:: Tarefa A ::
Com base no texto sobre a nova ministra do Ambiente e da Energia, responda:
(i) Quantos dossiers precisam de despacho urgente ou célere nos próximos meses?
(ii) Quanto tempo tem a carreira de Maria da Graça Carvalho nas áreas da energia, alterações climáticas, tecnologia e inovação?
(iii) Em que governos foi ministra da Ciência e do Ensino Superior?
:: Tarefa B ::
Transcreva do texto sobre a nova ministra do Ambiente e da Energia o trecho que vai de "Maria da Graça Carvalho conta" até "no Parlamento Europeu.".

:: Texto fornecido ::
++++++++++

A eurodeputada Maria da Graça Carvalho é a nova ministra do Ambiente e da Energia. Especialista no sector energético, tem vários desafios à sua espera, incluindo onze dossiers que precisam de despacho urgente ou célere nos próximos meses.
Na entrevista antecipava que “na energia, quem for ministro tem muito que fazer, mas está tudo muito bem definido”. Defendeu a aposta na energia eólica offshore e elogiou a aposta do Governo de António Costa nas energias renováveis, mas deixou críticas: ” não gosto dos projetos de excessiva dimensão, como os das centrais solares que são muito grandes, e os projetos de hidrogénio que são de uma ambição completamente desmedida”.
Maria da Graça Carvalho conta com uma carreira de mais de três décadas nas áreas da energia, alterações climáticas, tecnologia e inovação. Passou por governos e estava há vários anos no Parlamento Europeu.
Professora catedrática do Instituto Superior Técnico (IST), foi ministra da Ciência e do Ensino Superior nos governos de Durão Barroso e de Pedro Santana Lopes. Trabalhou com Carlos Moedas e Durão Barroso na Comissão Europeia e está na sua segunda encarnação como eurodeputada do PSD (que integra o Partido Popular Europeu (PPE)).

++++++++++

:: Listagem fornecida ::
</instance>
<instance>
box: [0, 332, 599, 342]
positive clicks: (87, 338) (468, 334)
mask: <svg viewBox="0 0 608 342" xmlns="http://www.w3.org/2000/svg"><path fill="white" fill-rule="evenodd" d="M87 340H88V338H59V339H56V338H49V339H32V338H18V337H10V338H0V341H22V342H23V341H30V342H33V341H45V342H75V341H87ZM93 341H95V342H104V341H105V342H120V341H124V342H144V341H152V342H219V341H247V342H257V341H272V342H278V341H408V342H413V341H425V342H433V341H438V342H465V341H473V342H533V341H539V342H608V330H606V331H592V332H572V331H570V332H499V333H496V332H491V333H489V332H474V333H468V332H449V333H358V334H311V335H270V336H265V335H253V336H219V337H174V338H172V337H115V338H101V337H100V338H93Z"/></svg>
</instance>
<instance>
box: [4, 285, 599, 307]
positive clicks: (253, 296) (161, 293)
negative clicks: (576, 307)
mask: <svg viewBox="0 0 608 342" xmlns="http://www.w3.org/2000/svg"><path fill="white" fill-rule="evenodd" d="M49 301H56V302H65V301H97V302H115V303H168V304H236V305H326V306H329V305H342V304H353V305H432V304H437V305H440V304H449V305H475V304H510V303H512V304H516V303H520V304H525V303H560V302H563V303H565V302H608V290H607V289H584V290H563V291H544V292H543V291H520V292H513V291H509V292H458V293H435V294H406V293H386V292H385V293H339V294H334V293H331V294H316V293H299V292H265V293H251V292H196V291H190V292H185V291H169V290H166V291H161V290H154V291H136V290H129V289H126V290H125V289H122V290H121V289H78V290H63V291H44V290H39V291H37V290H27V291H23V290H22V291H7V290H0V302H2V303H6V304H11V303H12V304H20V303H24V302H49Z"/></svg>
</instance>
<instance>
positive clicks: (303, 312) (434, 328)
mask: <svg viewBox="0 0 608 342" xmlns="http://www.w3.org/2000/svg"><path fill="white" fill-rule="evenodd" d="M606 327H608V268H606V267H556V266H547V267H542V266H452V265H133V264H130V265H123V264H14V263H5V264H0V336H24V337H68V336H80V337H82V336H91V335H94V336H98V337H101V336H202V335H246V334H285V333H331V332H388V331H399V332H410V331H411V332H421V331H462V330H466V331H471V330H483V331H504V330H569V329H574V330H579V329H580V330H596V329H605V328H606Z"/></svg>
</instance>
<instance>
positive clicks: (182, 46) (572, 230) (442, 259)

++++++++++

:: Resolução escrita A ::
(i) Onze.
(ii) Mais de três décadas.
(iii) Nos governos de Durão Barroso e de Pedro Santana Lopes.

:: Resolução escrita B ::
Maria da Graça Carvalho conta com uma carreira de mais de três décadas nas áreas da energia, alterações climáticas, tecnologia e inovação. Passou por governos e estava há vários anos no Parlamento Europeu.